• _Exercise task_
Exactly reproduce each entry, leaving out nothing.

_ _ _

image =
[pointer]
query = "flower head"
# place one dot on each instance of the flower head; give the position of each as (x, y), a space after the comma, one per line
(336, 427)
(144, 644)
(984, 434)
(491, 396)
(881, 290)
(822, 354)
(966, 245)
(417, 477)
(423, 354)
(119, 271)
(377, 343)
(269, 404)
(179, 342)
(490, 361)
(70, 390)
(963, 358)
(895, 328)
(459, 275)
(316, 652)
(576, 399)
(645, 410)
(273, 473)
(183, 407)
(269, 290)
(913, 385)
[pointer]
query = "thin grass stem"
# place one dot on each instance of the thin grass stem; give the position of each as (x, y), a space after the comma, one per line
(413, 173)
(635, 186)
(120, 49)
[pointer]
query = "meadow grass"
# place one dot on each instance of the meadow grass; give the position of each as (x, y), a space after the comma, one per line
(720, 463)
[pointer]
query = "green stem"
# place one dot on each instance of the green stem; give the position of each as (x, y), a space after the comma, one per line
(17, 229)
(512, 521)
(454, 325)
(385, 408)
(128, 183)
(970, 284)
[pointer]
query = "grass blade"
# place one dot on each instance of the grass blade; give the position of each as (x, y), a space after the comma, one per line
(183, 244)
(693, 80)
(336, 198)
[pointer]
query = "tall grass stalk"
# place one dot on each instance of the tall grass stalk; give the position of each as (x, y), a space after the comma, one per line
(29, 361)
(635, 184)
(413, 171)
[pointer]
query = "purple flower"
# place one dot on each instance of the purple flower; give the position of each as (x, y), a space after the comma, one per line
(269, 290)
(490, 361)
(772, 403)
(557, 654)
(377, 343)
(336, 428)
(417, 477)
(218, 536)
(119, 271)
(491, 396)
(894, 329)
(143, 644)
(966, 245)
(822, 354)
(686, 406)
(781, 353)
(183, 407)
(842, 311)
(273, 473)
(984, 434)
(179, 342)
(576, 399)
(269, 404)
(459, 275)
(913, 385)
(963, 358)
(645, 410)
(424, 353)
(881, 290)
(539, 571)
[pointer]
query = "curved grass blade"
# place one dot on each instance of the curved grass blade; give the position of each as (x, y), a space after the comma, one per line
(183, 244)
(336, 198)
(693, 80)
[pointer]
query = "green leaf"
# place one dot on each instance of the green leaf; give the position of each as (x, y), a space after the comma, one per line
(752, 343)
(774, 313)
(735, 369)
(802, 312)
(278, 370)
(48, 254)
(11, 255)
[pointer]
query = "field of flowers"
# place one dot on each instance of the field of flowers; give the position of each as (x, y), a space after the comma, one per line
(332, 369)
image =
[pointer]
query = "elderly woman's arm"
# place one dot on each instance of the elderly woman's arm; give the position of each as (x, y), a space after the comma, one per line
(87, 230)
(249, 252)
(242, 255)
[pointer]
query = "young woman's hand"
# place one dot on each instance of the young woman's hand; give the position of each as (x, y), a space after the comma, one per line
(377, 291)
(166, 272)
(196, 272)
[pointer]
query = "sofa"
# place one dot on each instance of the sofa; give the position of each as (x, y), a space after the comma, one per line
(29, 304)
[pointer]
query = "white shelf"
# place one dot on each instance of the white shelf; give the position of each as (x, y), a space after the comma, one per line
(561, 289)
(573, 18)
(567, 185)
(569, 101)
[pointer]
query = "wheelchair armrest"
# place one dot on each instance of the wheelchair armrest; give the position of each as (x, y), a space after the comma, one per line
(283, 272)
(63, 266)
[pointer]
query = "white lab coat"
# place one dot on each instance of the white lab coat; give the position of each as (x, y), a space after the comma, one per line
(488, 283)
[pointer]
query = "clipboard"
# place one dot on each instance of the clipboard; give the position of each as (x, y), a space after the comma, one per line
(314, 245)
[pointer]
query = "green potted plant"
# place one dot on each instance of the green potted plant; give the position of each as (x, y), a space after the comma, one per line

_ _ _

• _Solution to this task_
image =
[pointer]
query = "flower head"
# place one dot on each instance of the flower head; give the position of each as (x, y), a space after the comma, one per line
(336, 427)
(144, 644)
(984, 434)
(491, 396)
(881, 290)
(822, 354)
(966, 245)
(417, 477)
(423, 354)
(119, 271)
(377, 343)
(269, 404)
(179, 342)
(490, 361)
(70, 390)
(963, 358)
(895, 328)
(459, 275)
(316, 652)
(576, 399)
(645, 410)
(273, 473)
(183, 407)
(269, 290)
(913, 385)
[pointer]
query = "thin grass stem"
# place one dot on each instance of the thin grass stem; give the position of each as (x, y), a space after the comma, one per line
(413, 173)
(635, 186)
(120, 49)
[pointer]
query = "meadow grass"
# place one dot on each instance of the meadow grass; give the position of each as (x, y), a space after the comma, one per line
(720, 463)
[pointer]
query = "green stem"
# place one dot on each instance of the green stem; give the position of each as (x, y), a space after the comma, one per line
(17, 229)
(512, 521)
(454, 325)
(385, 408)
(128, 183)
(970, 284)
[pointer]
query = "grass blade"
# place one dot on each instance of the grass blade; give the position of each as (x, y), a space after the comma, one per line
(183, 244)
(693, 80)
(336, 198)
[pointer]
query = "tall grass stalk"
# place one dot on each instance of the tall grass stalk; give the position of each as (x, y), a space after the comma, one per line
(29, 361)
(635, 184)
(413, 171)
[pointer]
query = "purple flower"
# place one dot on each instance of the purple flower; give the position of each as (x, y), a space after the comma, one per line
(269, 290)
(490, 361)
(772, 403)
(557, 654)
(377, 343)
(336, 428)
(417, 477)
(218, 536)
(119, 271)
(491, 396)
(894, 329)
(143, 644)
(966, 245)
(822, 354)
(686, 406)
(781, 353)
(183, 407)
(842, 311)
(273, 473)
(984, 434)
(179, 342)
(576, 399)
(269, 404)
(459, 275)
(913, 385)
(963, 358)
(645, 410)
(424, 353)
(881, 290)
(539, 571)
[pointer]
query = "curved grass blade"
# place one dot on each instance of the curved grass blade; give the position of each as (x, y), a space after the comma, one per line
(183, 244)
(336, 198)
(693, 80)
[pointer]
query = "green leaf"
# place one dot on each instance of the green leaf; give the position of each as (x, y), a space after the comma, one per line
(752, 343)
(774, 313)
(735, 369)
(802, 312)
(278, 370)
(48, 254)
(11, 255)
[pointer]
query = "field of flowers"
# place one dot on each instance of the field of flowers; give the position of each as (x, y), a space after the comma, one per line
(332, 369)
image =
[pointer]
query = "elderly woman's arm"
# place one dot on each instance of the elderly woman's arm; give the position of each as (x, y), a space after the comma, one per line
(87, 230)
(249, 252)
(242, 255)
[pointer]
query = "young woman's hand"
# place one dot on each instance of the young woman's hand; give the position of each as (x, y), a space after the comma, one per line
(377, 291)
(166, 272)
(196, 272)
[pointer]
query = "sofa"
# place one dot on each instance of the sofa; give the position of each as (x, y), a space after the comma, one per line
(29, 304)
[pointer]
query = "white shelf"
# place one dot on each instance of the white shelf; give the position of each as (x, y), a space after the comma, one per line
(561, 289)
(573, 18)
(567, 185)
(569, 101)
[pointer]
query = "wheelchair armrest"
# place one dot on each instance of the wheelchair armrest; give the position of each as (x, y), a space after the comma, one per line
(283, 272)
(63, 266)
[pointer]
query = "white lab coat"
# place one dot on each instance of the white lab coat; give the position of each as (x, y), a space after the comma, one per line
(488, 283)
[pointer]
query = "clipboard"
# place one dot on each instance of the clipboard; give the position of each as (x, y), a space after the comma, one per line
(314, 245)
[pointer]
query = "green potted plant"
# place one dot on each instance of the green potted plant; give the position of each as (x, y), a space after the comma, one per line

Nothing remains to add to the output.